▶ **Selected extract**

Mind like a sieve? Don't worry. The difference between mere mortals and memory 
champs is more method than mental capacity

AN AUDITORIUM is filled with 600 people. As they file out, they each tell you 
their name. An hour later, you are asked to recall them all. Can you do it? 
Most of us would balk at the idea. But in truth we're probably all up to the 
task. It just needs a little technique and dedication.

First, learn a trick from the "mnemonists" who routinely memorise strings of 
thousands of digits, entire epic poems, or hundreds of unrelated words. When 
Eleanor Maguire from University College London and her colleagues studied eight 
front runners in the annual World Memory Championships they did not find any 
evidence that these people have particularly high IQs or differently configured 
brains. But, while memorising, these people did show activity in three brain 
regions that become active during movements and navigation tasks but are not 
normally active during simple memory tests.

This may be connected to the fact that seven of them used a strategy in which 
they place items to be remembered along a visualised route (Nature 
Neuroscience, vol 6, p 90). To remember the sequence of an entire pack of 
playing cards for example, the champions assign each card an identity, perhaps 
an object or person, and as they flick through the cards they can make up a 
story based on a sequence of interactions between these characters and objects 
at sites along a well-trodden route.

Actors use a related technique: they attach emotional meaning to what they say.

▶ **Data block**
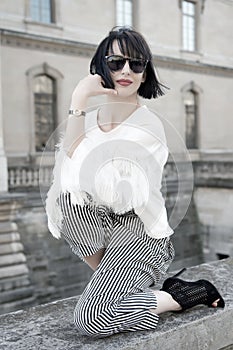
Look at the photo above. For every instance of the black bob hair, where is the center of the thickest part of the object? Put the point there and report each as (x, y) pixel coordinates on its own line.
(131, 44)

▶ **What to do**
A. Pull out the part of the memory article starting with "Mind like a" and going on through "technique and dedication.", word for word.
B. According to the memory article, how many front runners in the World Memory Championships did Eleanor Maguire and her colleagues study?
C. Carry on the memory article after its last sentence.

▶ **Answers for the exercise**
A.
Mind like a sieve? Don't worry. The difference between mere mortals and memory 
champs is more method than mental capacity

AN AUDITORIUM is filled with 600 people. As they file out, they each tell you 
their name. An hour later, you are asked to recall them all. Can you do it? 
Most of us would balk at the idea. But in truth we're probably all up to the 
task. It just needs a little technique and dedication.

B. Eight

C.
We always remember highly emotional moments better than less emotionally loaded 
ones. Professional actors also seem to link words with movement, remembering 
action-accompanied lines significantly better than those delivered while 
static, even months after a show has closed.

Helga Noice, a psychologist from Elmhurst College in Illinois, and Tony Noice, 
an actor, who together discovered this effect, found that non-thesps can 
benefit by adopting a similar technique. Students who paired their words with 
previously learned actions could reproduce 38 per cent of them after just 5 
minutes, whereas rote learners only managed 14 per cent. The Noices believe 
that having two mental representations gives you a better shot at remembering 
what you are supposed to say.

Strategy is important in everyday life too, says Barry Gordon from Johns 
Hopkins University in Baltimore, Maryland. Simple things like always putting 
your car keys in the same place, writing things down to get them off your mind, 
or just deciding to pay attention, can make a big difference to how much 
information you retain. And if names are your downfall, try making some mental 
associations. Just remember to keep the derogatory ones to yourself.

Sleep on it

Never underestimate the power of a good night's rest

SKIMPING on sleep does awful things to your brain. Planning, problem-solving, 
learning, concentration,working memory and alertness all take a hit. IQ scores 
tumble. "If you have been awake for 21 hours straight, your abilities are 
equivalent to someone who is legally drunk," says Sean Drummond from the 
University of California, San Diego. And you don't need to pull an all-nighter 
to suffer the effects: two or three late nights and early mornings on the trot 
have the same effect.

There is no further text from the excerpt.